**Your goal:** Quote, without change, all of the lines that follow.

(Collected data entries)
--- Begin ---

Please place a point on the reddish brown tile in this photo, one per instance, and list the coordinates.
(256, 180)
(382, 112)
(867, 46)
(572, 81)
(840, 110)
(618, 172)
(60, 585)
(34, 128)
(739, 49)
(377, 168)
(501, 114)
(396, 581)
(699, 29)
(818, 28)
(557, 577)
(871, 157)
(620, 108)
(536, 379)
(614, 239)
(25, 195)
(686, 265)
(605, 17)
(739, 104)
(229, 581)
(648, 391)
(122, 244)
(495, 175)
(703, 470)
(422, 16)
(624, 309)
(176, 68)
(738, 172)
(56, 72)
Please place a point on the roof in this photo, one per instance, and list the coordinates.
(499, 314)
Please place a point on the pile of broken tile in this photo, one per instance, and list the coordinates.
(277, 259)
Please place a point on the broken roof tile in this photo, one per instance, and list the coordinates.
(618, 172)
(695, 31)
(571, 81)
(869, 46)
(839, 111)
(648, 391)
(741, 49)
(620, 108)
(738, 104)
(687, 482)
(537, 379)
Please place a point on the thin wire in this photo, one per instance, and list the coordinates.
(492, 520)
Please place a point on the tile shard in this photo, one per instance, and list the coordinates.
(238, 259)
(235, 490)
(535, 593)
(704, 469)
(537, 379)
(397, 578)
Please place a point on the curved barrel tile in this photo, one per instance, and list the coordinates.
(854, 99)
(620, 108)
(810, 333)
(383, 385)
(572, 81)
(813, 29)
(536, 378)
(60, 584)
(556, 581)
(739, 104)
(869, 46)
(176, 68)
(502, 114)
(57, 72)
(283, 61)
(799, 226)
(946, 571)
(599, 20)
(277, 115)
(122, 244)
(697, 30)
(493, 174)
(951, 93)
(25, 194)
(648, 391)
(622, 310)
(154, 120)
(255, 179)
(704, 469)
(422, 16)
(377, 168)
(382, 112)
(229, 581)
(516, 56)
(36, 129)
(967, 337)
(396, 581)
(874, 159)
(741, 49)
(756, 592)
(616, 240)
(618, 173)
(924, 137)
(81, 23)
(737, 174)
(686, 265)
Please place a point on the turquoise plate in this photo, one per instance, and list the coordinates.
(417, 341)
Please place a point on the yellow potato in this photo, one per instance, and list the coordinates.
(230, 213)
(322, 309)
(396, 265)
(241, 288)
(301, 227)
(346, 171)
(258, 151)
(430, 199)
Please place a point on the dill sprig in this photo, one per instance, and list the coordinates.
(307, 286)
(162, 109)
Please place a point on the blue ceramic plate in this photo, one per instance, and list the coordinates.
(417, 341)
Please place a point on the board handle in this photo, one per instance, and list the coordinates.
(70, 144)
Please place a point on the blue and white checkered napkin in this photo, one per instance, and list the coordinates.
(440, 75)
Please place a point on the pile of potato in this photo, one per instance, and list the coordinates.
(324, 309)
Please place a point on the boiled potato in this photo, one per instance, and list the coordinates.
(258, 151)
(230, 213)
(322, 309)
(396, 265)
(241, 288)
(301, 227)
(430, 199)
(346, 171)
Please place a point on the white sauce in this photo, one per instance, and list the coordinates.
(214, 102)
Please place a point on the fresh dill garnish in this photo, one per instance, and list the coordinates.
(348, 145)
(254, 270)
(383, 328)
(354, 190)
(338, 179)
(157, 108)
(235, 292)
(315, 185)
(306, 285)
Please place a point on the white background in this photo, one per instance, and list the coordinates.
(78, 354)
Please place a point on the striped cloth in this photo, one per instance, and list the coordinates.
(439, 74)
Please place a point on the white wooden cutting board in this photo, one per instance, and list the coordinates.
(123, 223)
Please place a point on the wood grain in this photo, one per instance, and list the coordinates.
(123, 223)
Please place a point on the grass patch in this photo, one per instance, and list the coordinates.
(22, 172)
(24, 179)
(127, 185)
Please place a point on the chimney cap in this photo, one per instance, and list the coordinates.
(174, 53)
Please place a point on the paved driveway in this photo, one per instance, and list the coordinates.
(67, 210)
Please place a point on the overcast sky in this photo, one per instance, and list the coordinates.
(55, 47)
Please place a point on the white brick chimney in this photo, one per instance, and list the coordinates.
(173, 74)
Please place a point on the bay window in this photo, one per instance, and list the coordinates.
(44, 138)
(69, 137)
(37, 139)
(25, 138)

--- End ---

**Answer:**
Please place a point on the reddish brown tile in this photo, one per instance, and list the coordinates.
(256, 180)
(382, 112)
(867, 46)
(572, 81)
(840, 110)
(618, 172)
(60, 585)
(34, 128)
(739, 49)
(377, 168)
(501, 114)
(396, 581)
(699, 29)
(818, 28)
(557, 577)
(871, 157)
(620, 108)
(536, 379)
(614, 239)
(25, 195)
(686, 265)
(605, 17)
(739, 104)
(229, 581)
(648, 391)
(122, 244)
(495, 175)
(703, 470)
(422, 16)
(624, 309)
(176, 68)
(738, 172)
(56, 72)
Please place a point on the roof in this photo, one per instance, and list the coordinates.
(499, 314)
Please place a point on the pile of broken tile in this photo, one per instance, and list the coordinates.
(277, 259)
Please place a point on the broken roof tile in this photo, one per instance, and list the coordinates.
(618, 172)
(695, 31)
(571, 81)
(869, 46)
(839, 111)
(648, 391)
(741, 49)
(620, 108)
(738, 104)
(687, 482)
(537, 379)
Please place a point on the thin wire in this photo, one per instance, and list the coordinates.
(492, 520)
Please place a point on the tile shard in this photo, one per instance, and list the coordinates.
(238, 259)
(235, 490)
(535, 593)
(704, 469)
(537, 379)
(397, 578)
Please place a point on the curved barrel tile in this photo, one per instance, and list the coordinates.
(854, 99)
(620, 108)
(810, 333)
(383, 385)
(572, 81)
(813, 29)
(536, 378)
(60, 584)
(556, 581)
(739, 104)
(869, 46)
(176, 68)
(502, 114)
(57, 72)
(283, 61)
(799, 226)
(946, 571)
(599, 20)
(277, 115)
(122, 244)
(697, 30)
(493, 174)
(951, 93)
(25, 194)
(648, 391)
(622, 310)
(154, 120)
(255, 179)
(704, 469)
(422, 16)
(377, 168)
(382, 112)
(229, 581)
(516, 56)
(36, 129)
(967, 337)
(396, 581)
(874, 159)
(741, 49)
(756, 592)
(616, 240)
(618, 173)
(924, 137)
(81, 23)
(737, 174)
(686, 265)
Please place a point on the turquoise plate in this photo, one per instance, and list the coordinates.
(417, 341)
Please place a point on the yellow potato in this photo, one per instance, and list the coordinates.
(230, 213)
(322, 309)
(396, 265)
(241, 288)
(301, 227)
(346, 171)
(258, 151)
(430, 199)
Please place a point on the dill sprig in this photo, one per instance, and list the coordinates.
(307, 286)
(162, 109)
Please place a point on the blue ceramic plate in this photo, one per instance, and list the coordinates.
(417, 341)
Please place a point on the board handle in this photo, one per instance, and list the coordinates.
(70, 144)
Please place a point on the blue and white checkered napkin in this photo, one per instance, and list the coordinates.
(440, 75)
Please place a point on the pile of potato in this photo, one per instance, and list the coordinates.
(324, 309)
Please place a point on the boiled potato in this photo, one per instance, and list the coordinates.
(258, 151)
(230, 213)
(322, 309)
(396, 265)
(241, 288)
(301, 227)
(430, 199)
(346, 171)
Please place a point on the white sauce in this photo, one per instance, and list the coordinates.
(214, 102)
Please place a point on the fresh dill garnish in this photo, one per instance, and list the coordinates.
(348, 145)
(254, 270)
(383, 328)
(354, 190)
(338, 179)
(157, 108)
(235, 292)
(315, 185)
(306, 285)
Please place a point on the white background in this photo, one per instance, and list the coordinates.
(78, 354)
Please place a point on the striped cloth in this photo, one per instance, and list the coordinates.
(439, 74)
Please place a point on the white wooden cutting board in this photo, one per instance, and list the coordinates.
(123, 223)
Please place a point on the wood grain in this photo, one per instance, and list the coordinates.
(123, 223)
Please place a point on the grass patch in this photo, one per instance, and list the coordinates.
(22, 172)
(24, 179)
(127, 185)
Please place a point on the chimney cap in this photo, one per instance, and list the coordinates.
(174, 53)
Please place a point on the paved driveway in this photo, one per instance, and list the coordinates.
(67, 210)
Please place a point on the overcast sky in this photo, one per instance, and list the coordinates.
(55, 47)
Please place a point on the white brick chimney in this photo, one per instance, and list the coordinates.
(173, 74)
Please place a point on the bay window in this photo, one per instance, and list the coordinates.
(44, 138)
(69, 137)
(37, 139)
(25, 138)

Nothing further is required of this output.